◆ **SUPPLIED PASSAGE**:
-- -- --
Guest: ... all the training so I don't have to do it, and I'll pay you a cut, a big commission off everybody." And so I did that for the next, uh, let's see. I did it over three years, and by the time I was about to graduate, I was making 225 grand back then.

Daniel Berk: That's awesome.

Guest: Yeah.

Daniel Berk: That's great.

Guest: And it, it was when I went to my boss and I s- I said, "Hey, I need a letter of recommendation from you for what I wanna do after college. I'm gonna graduate. I'm studying finance. I'm gonna go into investment banking. I've gone out to New York. I wanna do M&A. You know, I've got a sales background and I've done finance." And he looks at me and he just asked the question, and this goes back to your original question. He goes, "What on earth... Why on earth would you go work for somebody else? Like, you're like top 1% of 1% in sales on what you've done. Like, you're overseeing 100 people that you've recruited, trained, managed. Like, you're clearly capable. You should go start your own company."

Daniel Berk: Yeah.

Guest: And my answer to him, which is probably embarrassing now, was, "Yeah, it's not very impressive." You know? I've just... I've, I've studied finance. You know, pest control-

Daniel Berk: Yeah

Guest: ... is not very sophisticated. And then he told me, he says, "You know, I'm, I'm actually selling my company, uh, to Terminix, and I'm selling it for 10 million bucks." And he was kind of like, "Does that change your mind at all?" And I'm like-

Daniel Berk: Probably

Guest: ... "Hmm, maybe."

Daniel Berk: Yeah.

Guest: Yeah. And I knew he'd o- I knew he'd only put in a few hundred thousand dollars into the business, and I'm like, in four years, he turned that into 10 million bucks? It still took me a couple months to come around to the realization that that made sense, and that I should probably go for the opportunity-

Daniel Berk: Yeah

Guest: ... as opposed to, you know, whatever the prestige would have been in investment banking.

Guest: And so that's how I fell into it. You know, total accidental entrepreneur. Wasn't what I originally planned to do. It's probably not what anybody plans to do, uh, originally. Like no- most people aren't thinking about pest control when they're going to college.
-- -- --
◆ **RECORDS**:
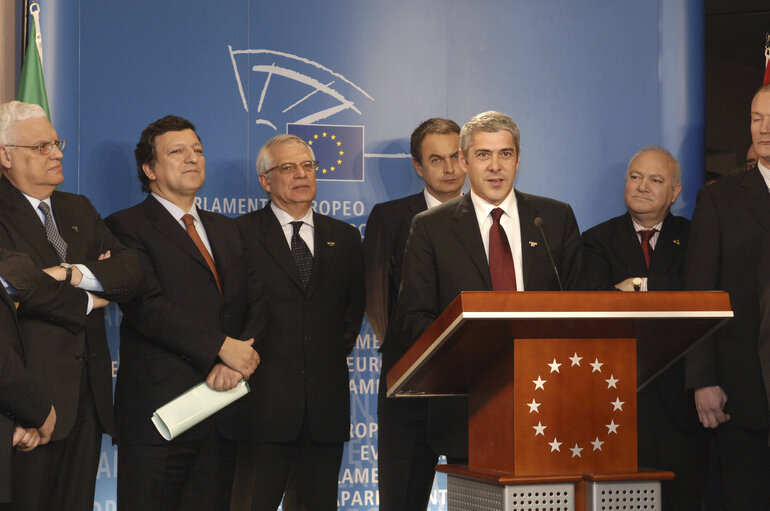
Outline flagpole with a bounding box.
[19,0,30,71]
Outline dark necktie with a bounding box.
[182,214,222,295]
[489,208,516,291]
[636,229,658,270]
[291,220,313,289]
[37,202,67,263]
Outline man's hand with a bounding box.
[37,405,56,445]
[206,363,243,390]
[89,293,110,310]
[695,385,730,428]
[615,277,638,291]
[218,337,259,378]
[43,266,83,286]
[12,424,40,452]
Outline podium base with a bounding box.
[436,465,674,511]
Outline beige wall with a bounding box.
[0,0,20,103]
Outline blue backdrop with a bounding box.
[31,0,703,511]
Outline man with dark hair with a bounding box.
[107,116,265,511]
[363,118,465,511]
[0,101,142,511]
[685,85,770,511]
[583,146,707,511]
[388,112,582,472]
[233,134,365,511]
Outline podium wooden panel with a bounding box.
[387,292,732,476]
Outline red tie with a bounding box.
[489,208,516,291]
[636,229,658,270]
[182,214,222,295]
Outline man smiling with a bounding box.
[396,112,582,472]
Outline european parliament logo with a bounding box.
[286,123,364,181]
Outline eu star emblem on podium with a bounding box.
[286,123,364,181]
[514,339,636,473]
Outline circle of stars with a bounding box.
[307,131,345,174]
[526,352,625,458]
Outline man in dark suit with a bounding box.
[363,118,465,511]
[233,135,365,511]
[583,146,707,511]
[0,248,58,510]
[389,112,582,461]
[107,116,265,511]
[685,85,770,511]
[0,101,142,511]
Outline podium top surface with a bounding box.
[387,291,733,397]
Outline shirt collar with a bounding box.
[270,201,314,227]
[150,192,201,223]
[757,160,770,188]
[470,188,518,225]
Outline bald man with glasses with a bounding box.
[0,101,143,511]
[233,135,365,511]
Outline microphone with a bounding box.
[535,217,564,291]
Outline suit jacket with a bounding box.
[363,192,428,351]
[106,195,264,445]
[583,213,700,430]
[685,167,770,429]
[0,178,142,440]
[363,192,428,422]
[394,191,582,458]
[238,206,366,442]
[0,248,54,503]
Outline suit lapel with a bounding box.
[308,213,338,300]
[649,213,681,275]
[259,205,304,292]
[0,178,59,267]
[738,167,770,232]
[514,190,545,289]
[452,194,492,289]
[614,212,648,276]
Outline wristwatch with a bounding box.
[59,263,72,284]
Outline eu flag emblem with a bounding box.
[286,123,364,181]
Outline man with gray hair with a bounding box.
[0,101,143,511]
[583,146,707,510]
[396,112,582,470]
[233,135,365,511]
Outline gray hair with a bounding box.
[626,145,682,186]
[460,110,520,156]
[257,134,315,174]
[0,101,48,145]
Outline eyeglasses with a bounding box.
[5,140,67,156]
[265,160,318,176]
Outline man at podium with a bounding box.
[394,111,582,474]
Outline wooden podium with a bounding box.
[387,291,732,509]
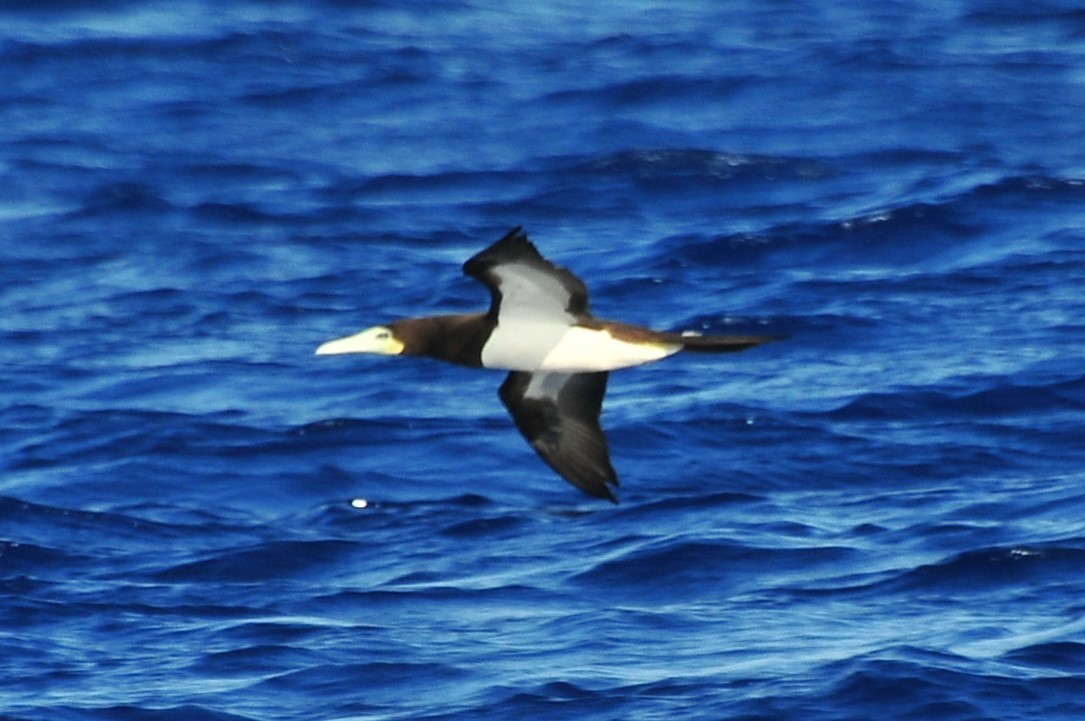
-- -- --
◆ **WORK TO COMPLETE**:
- A) Quote the interview between "Guest: Yeah. And" and "going to college.", inclusive.
- B) List each distinct sum of money the guest names in the interview, giving each one once in the guest's wording.
The records have no connection to the interview.

◆ **ANSWERS FOR EACH ITEM**:
- A)
Guest: Yeah. And I knew he'd o- I knew he'd only put in a few hundred thousand dollars into the business, and I'm like, in four years, he turned that into 10 million bucks? It still took me a couple months to come around to the realization that that made sense, and that I should probably go for the opportunity-

Daniel Berk: Yeah

Guest: ... as opposed to, you know, whatever the prestige would have been in investment banking.

Guest: And so that's how I fell into it. You know, total accidental entrepreneur. Wasn't what I originally planned to do. It's probably not what anybody plans to do, uh, originally. Like no- most people aren't thinking about pest control when they're going to college.

- B)
225 grand
10 million bucks
a few hundred thousand dollars